Hier, le tribunal correctionnel a passé la matinée à regarder ces images.

- Je ne sais pas vraiment quelles questions vous poser, débute le président du tribunal. La matérialité des faits sont établis par les vidéos. Il y a quelque chose qui m’étonne quand même, on voit que lorsque vous montez sans opposition, vers vos locaux, vous ne demandez pas à entrer, vous demandez tout de suite à « enfoncer » la porte. Pourquoi ?

- J’ai été réveillé à 7 heure du matin, j’ai commencé la journée par une cohue de personnes armées chez moi, on m’a siphonné mon ordinateur, pris mon téléphone, des gens sont entrés chez moi, c’est un moment d’extrême violence. Quand je décide d’aller au siège, j’ai déjà des infos, à mesure que j’avance, je mesure l’ampleur de ce qui est fait contre moi, de l’environnement politique. Je suis dans un état de perplexité, c’est de la politique, c’est tout. Je vois des militants plus ou moins sidérés, je ne saurai vous dire qui m’a dit « on ne peut pas entrer » alors que chez moi, tout le monde était entré. Il n’était pas question de laisser ça sans que j’en sois témoin car j’ai une responsabilité morale.

### Lignes
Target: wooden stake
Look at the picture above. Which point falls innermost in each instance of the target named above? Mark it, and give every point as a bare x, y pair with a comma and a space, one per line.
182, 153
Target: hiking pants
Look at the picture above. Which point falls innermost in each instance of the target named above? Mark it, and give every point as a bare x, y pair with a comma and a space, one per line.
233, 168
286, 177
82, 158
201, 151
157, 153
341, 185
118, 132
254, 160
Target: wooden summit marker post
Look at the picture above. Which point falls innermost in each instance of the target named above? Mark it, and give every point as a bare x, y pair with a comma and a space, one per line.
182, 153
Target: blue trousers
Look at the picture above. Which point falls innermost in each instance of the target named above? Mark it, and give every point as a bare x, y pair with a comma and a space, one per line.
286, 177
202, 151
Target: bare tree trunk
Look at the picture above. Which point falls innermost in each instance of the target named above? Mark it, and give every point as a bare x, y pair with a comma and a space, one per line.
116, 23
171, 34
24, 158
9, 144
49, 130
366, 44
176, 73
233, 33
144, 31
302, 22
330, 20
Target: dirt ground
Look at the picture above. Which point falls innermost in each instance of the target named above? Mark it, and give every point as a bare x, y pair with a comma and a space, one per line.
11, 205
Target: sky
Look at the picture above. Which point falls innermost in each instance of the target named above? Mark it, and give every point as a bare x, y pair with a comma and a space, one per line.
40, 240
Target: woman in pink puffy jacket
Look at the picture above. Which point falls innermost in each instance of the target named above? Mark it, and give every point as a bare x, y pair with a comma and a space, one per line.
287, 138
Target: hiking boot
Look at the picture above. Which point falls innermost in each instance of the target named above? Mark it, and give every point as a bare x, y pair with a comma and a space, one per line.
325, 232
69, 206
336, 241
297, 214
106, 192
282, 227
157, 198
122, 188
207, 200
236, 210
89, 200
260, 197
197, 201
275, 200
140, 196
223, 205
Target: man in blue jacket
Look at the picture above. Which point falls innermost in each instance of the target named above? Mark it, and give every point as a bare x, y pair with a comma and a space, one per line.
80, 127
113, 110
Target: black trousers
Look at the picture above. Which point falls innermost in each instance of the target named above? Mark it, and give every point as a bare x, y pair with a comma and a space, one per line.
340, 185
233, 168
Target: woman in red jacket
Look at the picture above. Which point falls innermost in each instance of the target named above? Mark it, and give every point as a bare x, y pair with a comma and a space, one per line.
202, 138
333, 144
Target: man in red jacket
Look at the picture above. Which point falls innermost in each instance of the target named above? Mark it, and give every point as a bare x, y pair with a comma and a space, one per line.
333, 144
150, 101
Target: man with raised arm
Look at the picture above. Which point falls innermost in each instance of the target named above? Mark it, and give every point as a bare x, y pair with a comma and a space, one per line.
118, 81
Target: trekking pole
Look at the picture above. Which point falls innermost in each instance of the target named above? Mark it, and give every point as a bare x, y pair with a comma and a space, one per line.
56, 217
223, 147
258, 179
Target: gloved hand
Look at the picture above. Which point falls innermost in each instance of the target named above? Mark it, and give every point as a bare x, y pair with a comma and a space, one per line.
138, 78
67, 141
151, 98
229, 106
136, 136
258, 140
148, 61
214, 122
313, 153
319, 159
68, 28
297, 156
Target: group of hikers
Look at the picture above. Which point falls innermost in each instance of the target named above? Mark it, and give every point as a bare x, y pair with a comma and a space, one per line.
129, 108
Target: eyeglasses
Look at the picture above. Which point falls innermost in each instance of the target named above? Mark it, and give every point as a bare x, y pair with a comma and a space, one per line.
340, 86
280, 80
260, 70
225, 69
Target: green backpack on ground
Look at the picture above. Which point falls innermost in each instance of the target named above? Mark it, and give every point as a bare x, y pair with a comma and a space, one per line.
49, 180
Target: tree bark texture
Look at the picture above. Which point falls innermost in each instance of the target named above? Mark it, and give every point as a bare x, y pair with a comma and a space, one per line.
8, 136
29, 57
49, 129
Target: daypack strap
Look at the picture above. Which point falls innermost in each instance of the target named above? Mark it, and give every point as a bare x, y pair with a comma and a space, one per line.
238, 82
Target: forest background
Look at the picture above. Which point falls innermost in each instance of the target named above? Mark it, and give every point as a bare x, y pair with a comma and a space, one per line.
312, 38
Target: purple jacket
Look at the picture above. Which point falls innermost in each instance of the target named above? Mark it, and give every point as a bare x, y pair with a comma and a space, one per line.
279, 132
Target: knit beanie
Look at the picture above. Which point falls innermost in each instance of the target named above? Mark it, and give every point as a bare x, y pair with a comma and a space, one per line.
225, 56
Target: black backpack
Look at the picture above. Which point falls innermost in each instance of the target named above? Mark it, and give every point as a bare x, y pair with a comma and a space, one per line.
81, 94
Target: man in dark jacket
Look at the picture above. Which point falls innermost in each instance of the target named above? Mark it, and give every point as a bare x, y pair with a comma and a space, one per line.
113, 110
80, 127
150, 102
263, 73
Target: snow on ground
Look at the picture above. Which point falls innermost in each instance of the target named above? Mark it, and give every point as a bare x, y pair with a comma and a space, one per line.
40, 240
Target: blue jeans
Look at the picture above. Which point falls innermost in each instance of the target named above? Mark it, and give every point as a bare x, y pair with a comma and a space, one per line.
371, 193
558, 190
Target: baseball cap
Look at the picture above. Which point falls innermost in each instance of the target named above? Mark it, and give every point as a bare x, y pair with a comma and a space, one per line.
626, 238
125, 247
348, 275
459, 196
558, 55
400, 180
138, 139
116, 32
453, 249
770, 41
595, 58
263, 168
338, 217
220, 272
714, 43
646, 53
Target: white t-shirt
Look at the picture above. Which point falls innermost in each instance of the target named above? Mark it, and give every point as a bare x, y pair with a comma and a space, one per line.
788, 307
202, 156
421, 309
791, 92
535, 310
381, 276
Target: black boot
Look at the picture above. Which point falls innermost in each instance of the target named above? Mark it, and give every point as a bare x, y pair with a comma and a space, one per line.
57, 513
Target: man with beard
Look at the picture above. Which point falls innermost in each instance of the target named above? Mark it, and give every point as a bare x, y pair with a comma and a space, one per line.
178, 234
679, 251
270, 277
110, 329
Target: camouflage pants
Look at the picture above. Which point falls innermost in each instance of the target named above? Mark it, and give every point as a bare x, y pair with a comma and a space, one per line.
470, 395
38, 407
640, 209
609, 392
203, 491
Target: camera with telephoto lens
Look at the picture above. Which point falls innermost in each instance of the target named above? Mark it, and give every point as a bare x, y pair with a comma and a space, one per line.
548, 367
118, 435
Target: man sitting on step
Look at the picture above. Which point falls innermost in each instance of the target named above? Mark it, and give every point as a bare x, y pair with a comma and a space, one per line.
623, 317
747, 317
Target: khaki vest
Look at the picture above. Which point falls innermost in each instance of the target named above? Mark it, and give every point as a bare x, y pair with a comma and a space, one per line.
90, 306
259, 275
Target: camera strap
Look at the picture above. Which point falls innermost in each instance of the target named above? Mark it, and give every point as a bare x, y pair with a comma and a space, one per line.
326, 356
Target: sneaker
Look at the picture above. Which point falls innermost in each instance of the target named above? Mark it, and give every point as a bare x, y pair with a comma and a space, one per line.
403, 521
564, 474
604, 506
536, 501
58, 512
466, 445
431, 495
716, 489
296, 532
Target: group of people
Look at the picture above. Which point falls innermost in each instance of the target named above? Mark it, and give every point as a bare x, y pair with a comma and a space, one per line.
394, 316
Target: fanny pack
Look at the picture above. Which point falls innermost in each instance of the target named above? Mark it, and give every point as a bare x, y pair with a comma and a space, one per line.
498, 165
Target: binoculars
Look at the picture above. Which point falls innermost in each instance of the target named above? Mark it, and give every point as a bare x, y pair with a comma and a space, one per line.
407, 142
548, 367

### Travail demandé
**a)** Modifiez le passage de l'article qui commence aux mots « Hier, le tribunal » et s'arrête après « porte. Pourquoi ? », en remplaçant « matinée » par « journée ».
**b)** D'après l'article, par quoi le président du tribunal dit-il que la matérialité des faits est établie ?
**c)** Dans l'article, quels faits la personne qui répond au président dit-elle avoir subis chez elle ce matin-là ?
Veuillez vous fonder sur l'article seul, sans les lignes.

### Corrigés
**a)**
Hier, le tribunal correctionnel a passé la journée à regarder ces images.

- Je ne sais pas vraiment quelles questions vous poser, débute le président du tribunal. La matérialité des faits sont établis par les vidéos. Il y a quelque chose qui m’étonne quand même, on voit que lorsque vous montez sans opposition, vers vos locaux, vous ne demandez pas à entrer, vous demandez tout de suite à « enfoncer » la porte. Pourquoi ?

**b)** Par les vidéos.

**c)**
- Une cohue de personnes armées chez elle
- Son ordinateur siphonné
- Son téléphone pris
- Des gens entrés chez elle